**Exercices**
**1.** D'après le texte sur la conscience de l'espace, pourquoi le penseur critiqué n'a-t-il pas cherché à savoir si cette conscience se compose de rapports de position ? Répondez en une à trois phrases.
**2.** Poursuivez le texte sur la conscience de l'espace après sa dernière phrase.

**Texte proposé**
Notre conscience du temps et de l’espace lui semblait, comme à tout le monde, parfaitement simple ; et cette simplicité apparente, il l’admettait comme une simplicité réelle. S’il s’était douté que la conscience du son, homogène en apparence et indécomposable, consiste en réalité en une multiplicité d’états de conscience et qu’il pourrait bien en être de même de la conscience homogène et en apparence indécomposable de l’espace, — il aurait peut-être été amené à rechercher si la conscience de l’espace n’est pas composée en totalité de rapports de position en nombre infini, analogues à ceux que présente chacune de ses parties. Et, découvrant que chaque portion d’espace, très grande ou très petite, ne peut être connue ou conçue que comme une série de positions relatives au sujet conscient, — et que, impliquant les rapports de distance et de direction, elle enferme de plus invariablement les rapports de droite et de gauche, de haut et de bas, de proche et d’éloigné, — il en aurait peut-être tiré cette conclusion que notre conscience de ce réceptacle des phénomènes que nous appelons espace est sortie par évolution d’une accumulation d’expériences enregistrées dans le système nerveux. Et cette conclusion tirée l’aurait préservé des absurdités sans nombre que sa doctrine recouvre[1].

**Données fournies**
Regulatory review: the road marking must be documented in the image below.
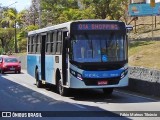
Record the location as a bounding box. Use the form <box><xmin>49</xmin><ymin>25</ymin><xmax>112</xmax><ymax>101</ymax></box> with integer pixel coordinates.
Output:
<box><xmin>114</xmin><ymin>90</ymin><xmax>158</xmax><ymax>102</ymax></box>
<box><xmin>71</xmin><ymin>103</ymin><xmax>86</xmax><ymax>109</ymax></box>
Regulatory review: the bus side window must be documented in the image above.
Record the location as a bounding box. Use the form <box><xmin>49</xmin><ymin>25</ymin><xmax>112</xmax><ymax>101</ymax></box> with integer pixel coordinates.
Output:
<box><xmin>32</xmin><ymin>35</ymin><xmax>37</xmax><ymax>53</ymax></box>
<box><xmin>36</xmin><ymin>35</ymin><xmax>41</xmax><ymax>53</ymax></box>
<box><xmin>46</xmin><ymin>33</ymin><xmax>50</xmax><ymax>54</ymax></box>
<box><xmin>56</xmin><ymin>31</ymin><xmax>62</xmax><ymax>54</ymax></box>
<box><xmin>28</xmin><ymin>36</ymin><xmax>31</xmax><ymax>53</ymax></box>
<box><xmin>51</xmin><ymin>31</ymin><xmax>57</xmax><ymax>54</ymax></box>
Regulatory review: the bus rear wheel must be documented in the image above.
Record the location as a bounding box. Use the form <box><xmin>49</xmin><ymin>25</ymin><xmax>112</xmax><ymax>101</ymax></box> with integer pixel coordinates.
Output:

**Corrigés**
**1.** Il tenait notre conscience du temps et de l'espace pour parfaitement simple et prenait cette simplicité apparente pour une simplicité réelle. Il ne soupçonnait pas que la conscience du son, homogène en apparence, consiste en une multiplicité d'états de conscience, ni qu'il pourrait en être de même pour la conscience de l'espace.

**2.**
Semblablement, si, au lieu d’admettre que la conscience est simple parce qu’elle semble telle à une observation intérieure superficielle, il avait accueilli l’hypothèse qu’elle est peut-être complexe — le produit capitalisé d’innombrables expériences accumulées par les ancêtres, et s’ajoutant d’elles-mêmes l’une à l’autre, — peut-être serait-il arrivé à un système de morale ayant de la cohésion. Ce fait que l’habitude d’associer de la douleur à certaines choses et à certains actes, de génération en génération, peut produire une tendance organique à s’écarter de ces choses et de ces actes[2], pouvait, s’il l’avait connu, lui faire soupçonner que la conscience est un produit d’évolution. Et dans ce cas, sa conception de la conscience ne se serait pas trouvée en désaccord avec les faits cités plus haut, qui montrent les profondes différences des degrés de la conscience suivant la différence des races.

  1. Voy. les Principes de Psychologie, §  399.
  2. Voy. les Principes de Psychologie, §  189 (note) et §  520.